Required work
Express every line of the rows below as a Markdown table with two columns, "Number" and "Record line", numbering each line and leaving out any blank lines.

Extracted material
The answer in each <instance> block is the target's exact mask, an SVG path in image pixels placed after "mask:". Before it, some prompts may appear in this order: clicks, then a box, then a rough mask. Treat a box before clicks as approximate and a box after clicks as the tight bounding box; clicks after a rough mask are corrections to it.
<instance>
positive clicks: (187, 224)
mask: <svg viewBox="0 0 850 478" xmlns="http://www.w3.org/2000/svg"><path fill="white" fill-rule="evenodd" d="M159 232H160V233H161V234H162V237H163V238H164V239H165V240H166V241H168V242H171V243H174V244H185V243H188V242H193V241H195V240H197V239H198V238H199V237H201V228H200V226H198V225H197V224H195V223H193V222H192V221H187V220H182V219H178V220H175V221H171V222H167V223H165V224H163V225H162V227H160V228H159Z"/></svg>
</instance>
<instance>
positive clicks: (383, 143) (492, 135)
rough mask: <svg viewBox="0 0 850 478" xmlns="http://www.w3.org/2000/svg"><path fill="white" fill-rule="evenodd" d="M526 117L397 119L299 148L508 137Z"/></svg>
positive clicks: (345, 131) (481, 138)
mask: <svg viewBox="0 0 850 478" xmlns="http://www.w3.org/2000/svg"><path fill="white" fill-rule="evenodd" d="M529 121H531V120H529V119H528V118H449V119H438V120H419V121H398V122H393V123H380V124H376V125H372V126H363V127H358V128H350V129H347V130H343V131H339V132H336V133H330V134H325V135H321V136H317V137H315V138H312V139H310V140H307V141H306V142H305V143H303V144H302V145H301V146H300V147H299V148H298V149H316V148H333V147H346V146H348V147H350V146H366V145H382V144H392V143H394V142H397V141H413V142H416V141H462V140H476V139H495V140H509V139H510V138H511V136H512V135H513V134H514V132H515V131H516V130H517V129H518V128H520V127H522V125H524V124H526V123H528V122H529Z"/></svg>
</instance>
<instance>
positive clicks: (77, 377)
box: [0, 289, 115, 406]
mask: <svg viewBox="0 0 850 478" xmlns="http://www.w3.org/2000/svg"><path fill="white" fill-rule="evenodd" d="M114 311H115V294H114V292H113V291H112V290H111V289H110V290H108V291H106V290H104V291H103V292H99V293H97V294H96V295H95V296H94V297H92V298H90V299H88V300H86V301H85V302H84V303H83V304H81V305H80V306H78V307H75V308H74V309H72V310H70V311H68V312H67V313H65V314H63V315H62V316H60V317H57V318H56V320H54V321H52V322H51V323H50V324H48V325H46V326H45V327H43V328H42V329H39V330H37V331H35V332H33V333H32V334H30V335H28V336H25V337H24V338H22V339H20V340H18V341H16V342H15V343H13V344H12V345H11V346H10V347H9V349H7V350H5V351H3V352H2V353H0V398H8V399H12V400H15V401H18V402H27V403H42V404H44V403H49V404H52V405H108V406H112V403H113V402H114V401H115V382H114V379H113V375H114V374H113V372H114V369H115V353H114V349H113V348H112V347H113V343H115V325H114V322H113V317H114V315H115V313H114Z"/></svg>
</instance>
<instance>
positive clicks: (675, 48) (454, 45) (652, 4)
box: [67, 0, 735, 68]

Expected output
| Number | Record line |
|---|---|
| 1 | The answer in each <instance> block is the target's exact mask, an SVG path in image pixels placed after "mask:". Before it, some prompts may appear in this order: clicks, then a box, then a rough mask. Treat a box before clicks as approximate and a box after clicks as the tight bounding box; clicks after a rough mask are corrections to it. |
| 2 | <instance> |
| 3 | positive clicks: (187, 224) |
| 4 | mask: <svg viewBox="0 0 850 478" xmlns="http://www.w3.org/2000/svg"><path fill="white" fill-rule="evenodd" d="M159 232H160V233H161V234H162V237H163V238H164V239H165V240H166V241H168V242H171V243H174V244H185V243H188V242H193V241H195V240H197V239H198V238H199V237H201V228H200V226H198V225H197V224H195V223H193V222H192V221H187V220H182V219H178V220H175V221H171V222H167V223H165V224H163V225H162V227H160V228H159Z"/></svg> |
| 5 | </instance> |
| 6 | <instance> |
| 7 | positive clicks: (383, 143) (492, 135) |
| 8 | rough mask: <svg viewBox="0 0 850 478" xmlns="http://www.w3.org/2000/svg"><path fill="white" fill-rule="evenodd" d="M526 117L397 119L299 148L508 137Z"/></svg> |
| 9 | positive clicks: (345, 131) (481, 138) |
| 10 | mask: <svg viewBox="0 0 850 478" xmlns="http://www.w3.org/2000/svg"><path fill="white" fill-rule="evenodd" d="M529 121H531V120H529V119H528V118H449V119H438V120H419V121H398V122H393V123H380V124H376V125H372V126H363V127H358V128H350V129H347V130H343V131H339V132H336V133H330V134H325V135H321V136H317V137H315V138H312V139H310V140H307V141H306V142H305V143H303V144H302V145H301V146H300V147H299V148H298V149H316V148H333V147H346V146H348V147H350V146H366V145H382V144H392V143H394V142H397V141H413V142H416V141H462V140H476V139H495V140H509V139H510V138H511V136H512V135H513V134H514V132H515V131H516V130H517V129H518V128H520V127H522V125H524V124H526V123H528V122H529Z"/></svg> |
| 11 | </instance> |
| 12 | <instance> |
| 13 | positive clicks: (77, 377) |
| 14 | box: [0, 289, 115, 406] |
| 15 | mask: <svg viewBox="0 0 850 478" xmlns="http://www.w3.org/2000/svg"><path fill="white" fill-rule="evenodd" d="M114 311H115V294H114V292H113V291H112V290H111V289H110V290H108V291H106V290H104V291H103V292H99V293H97V294H96V295H95V296H94V297H92V298H90V299H88V300H86V301H85V302H84V303H83V304H81V305H80V306H78V307H75V308H74V309H72V310H70V311H68V312H67V313H65V314H63V315H62V316H60V317H57V318H56V320H54V321H52V322H51V323H50V324H48V325H46V326H45V327H43V328H42V329H39V330H37V331H35V332H33V333H32V334H30V335H28V336H25V337H24V338H22V339H20V340H18V341H16V342H15V343H13V344H12V345H11V346H10V347H9V349H7V350H5V351H3V352H2V353H0V398H8V399H12V400H15V401H18V402H27V403H42V404H44V403H49V404H52V405H108V406H112V403H113V402H114V401H115V382H114V379H113V375H114V374H113V372H114V369H115V353H114V349H113V348H112V347H113V343H115V325H114V322H113V317H114V315H115V313H114Z"/></svg> |
| 16 | </instance> |
| 17 | <instance> |
| 18 | positive clicks: (675, 48) (454, 45) (652, 4) |
| 19 | box: [67, 0, 735, 68] |